**Problem:**
Recast the lines of all the items below as a numbered list, omitting any blank lines.
----- Task material -----
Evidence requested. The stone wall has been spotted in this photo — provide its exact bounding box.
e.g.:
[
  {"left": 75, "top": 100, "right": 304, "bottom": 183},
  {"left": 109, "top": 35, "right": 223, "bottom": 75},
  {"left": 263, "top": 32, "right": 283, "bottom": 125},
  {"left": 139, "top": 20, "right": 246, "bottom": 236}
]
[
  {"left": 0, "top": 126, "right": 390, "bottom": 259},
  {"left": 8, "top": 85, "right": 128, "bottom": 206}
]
-----
**Answer below:**
1. Evidence requested. The stone wall has been spotted in this photo — provide its exact bounding box.
2. e.g.:
3. [
4.   {"left": 75, "top": 100, "right": 304, "bottom": 183},
5.   {"left": 109, "top": 35, "right": 223, "bottom": 75},
6.   {"left": 263, "top": 32, "right": 283, "bottom": 125},
7.   {"left": 139, "top": 20, "right": 246, "bottom": 236}
8. ]
9. [
10.   {"left": 0, "top": 126, "right": 390, "bottom": 259},
11.   {"left": 8, "top": 85, "right": 128, "bottom": 206}
12. ]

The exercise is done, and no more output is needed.